▶ [Consignes]
1 - Selon l'article sur l'usine mondiale des puces électroniques, comment désigne-t-on les usines qui fabriquent des composants microélectroniques pour le compte d'autrui ?
2 - Poursuivez l'article sur l'usine mondiale des puces électroniques en reprenant après sa dernière phrase.

▶ [Texte d'étude]
□ □ □ □

Du silicium au package: l'usine mondiale des puces électroniques |
————— 11 Décembre 2023 à 14h10 —— 44003 vues
Du silicium au package: l'usine mondiale des puces électroniques |
————— 11 Décembre 2023 à 14h10 —— 44003 vues
Vous avez peut-être déjà vu passer ce genre d’infographie, avec comme commentaire « Taïwan représente environ 68.5% du marché des semi-conducteurs mondiaux en terme de chiffre d'affaires » et une considération géopolitique sur la situation entre la République de Chine et la République Populaire de Chine.
Une estimation de la répartition des fabs en 2023 © Visual Capitalist
Et bien, c’est très souvent n’importe quoi. Évidemment, vous êtes sur le Comptoir, vous savez qu’il existe d’autres fabricants de « semiconducteurs » — lire : dispositifs électroniques actifs ou passifs à semiconducteurs — que ce qu’il y a sur cette image. Mais qui fait quoi, et où ?
L'infographie concerne certes l'industrie des semiconducteurs, mais uniquement les fondeurs, ou « foundries » en anglais. Les foundries sont, dans le jargon, les usines de productions de composants microélectroniques produisant pour le compte d'autrui.

□ □ □ □

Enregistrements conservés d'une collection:
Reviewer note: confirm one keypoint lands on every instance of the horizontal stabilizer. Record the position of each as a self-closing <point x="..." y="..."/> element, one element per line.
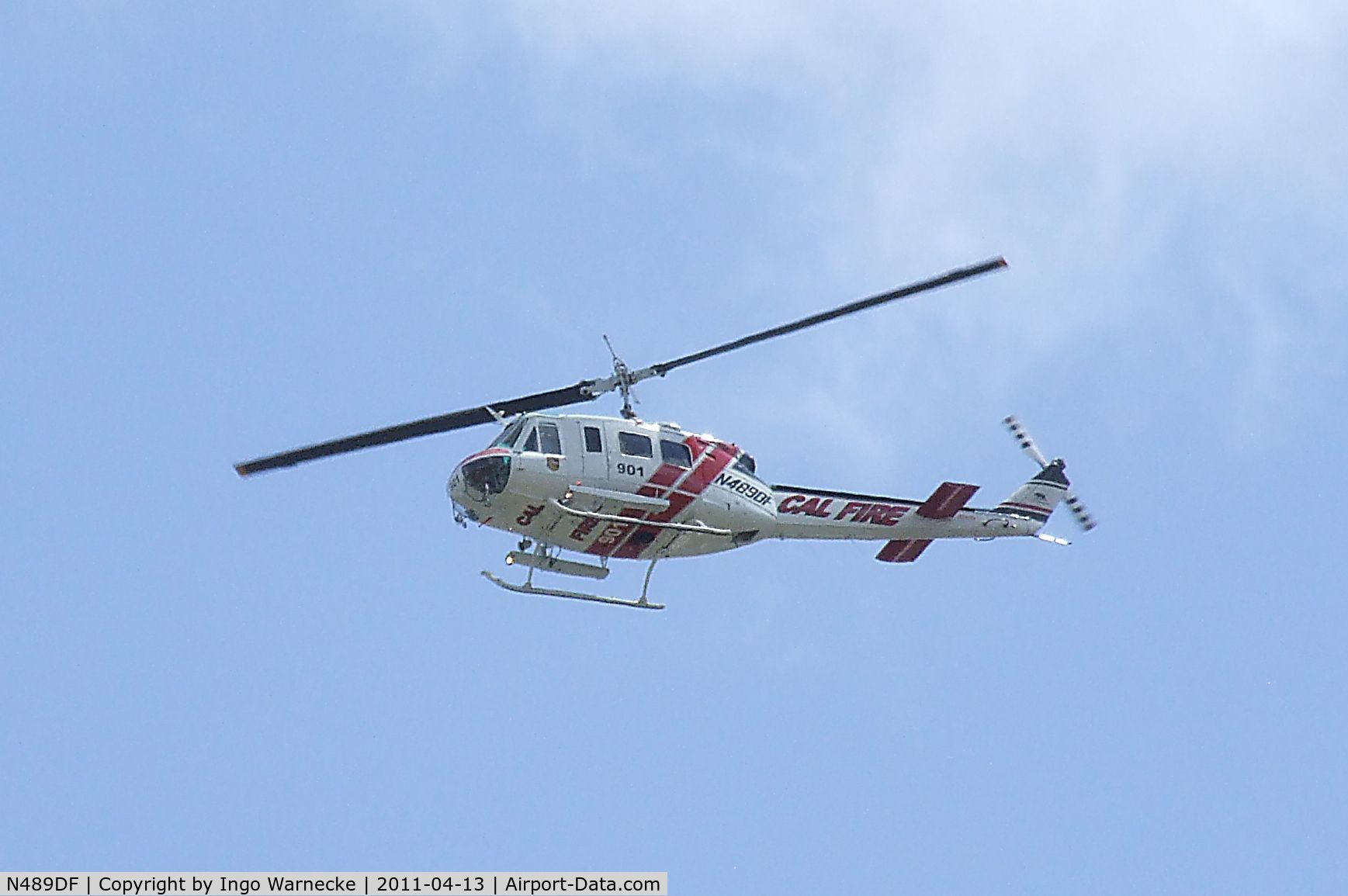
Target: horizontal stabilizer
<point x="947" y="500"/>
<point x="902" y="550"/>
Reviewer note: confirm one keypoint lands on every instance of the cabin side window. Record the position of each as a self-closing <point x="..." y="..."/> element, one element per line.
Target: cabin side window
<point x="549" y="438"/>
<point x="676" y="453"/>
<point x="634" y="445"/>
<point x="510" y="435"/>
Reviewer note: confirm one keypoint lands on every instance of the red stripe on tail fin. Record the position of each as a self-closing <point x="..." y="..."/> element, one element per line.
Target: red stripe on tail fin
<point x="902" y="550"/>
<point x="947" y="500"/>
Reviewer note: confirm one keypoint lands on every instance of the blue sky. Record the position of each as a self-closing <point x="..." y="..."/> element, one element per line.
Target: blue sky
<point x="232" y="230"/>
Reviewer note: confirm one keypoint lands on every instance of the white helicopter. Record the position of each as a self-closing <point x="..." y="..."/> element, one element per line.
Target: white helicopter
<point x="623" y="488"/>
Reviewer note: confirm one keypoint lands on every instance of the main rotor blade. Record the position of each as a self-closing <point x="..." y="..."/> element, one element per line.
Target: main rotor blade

□ □ □ □

▶ [Réponses dans l'ordre]
1 - On les appelle les fondeurs, ou « foundries » en anglais.

2 -
Taiwan Semiconductor Manufacturing Company (TSMC) fonctionne entièrement ainsi. Initialement fondé pour sous-traiter la production d'entrée de gamme d’autres fabricants comme Philips, cette fab s’est progressivement ouverte aux "industrie sans usine" comme AMD, Apple ou Nvidia, qui lui envoient les plans de fabrication de leurs puces, et ils mettent en forme les wafers pour les fabriquer. En 2023, c'est le plus gros et le plus avancé sous-traitant industriel du monde. D'ailleurs, TSMC est une compagnie très arrangeante : vous pouvez arranger toute la production chez eux, même les masques de lithographie, et ainsi bénéficier de leur grosse expertise... Sur leurs propres procédés que personne n'arrive à faire aussi bien. Fidéliser le client, quoi.
Les fabless, le nom donné à ces designers de puces qui n’ont pas d’usines en propre, vont développer leurs stratégies de production et de distributions : faire tester les puces par les fonderies ou les faire tester par ailleurs, un fondeur ou plusieurs, les vendre elles-mêmes ou passer par des distributeurs… Mais TSMC, par exemple, ne crache pas sur les petits clients. Même nos petites start-ups ou labos français peuvent s'y fournir.
Une fois les wafers terminés, ils sont envoyés en test automatique — dits "à sonde volante" —, puis une fois qu'ils ont été testés, on ajoute des contacts en alliage de cuivre plaqué étain, nickel ou or, on les coule dans du plastique haute température, et hop ça fait une puce. Ces entreprises sont appelées les OSAT — Outsourced Semiconductor Assembly and Testing.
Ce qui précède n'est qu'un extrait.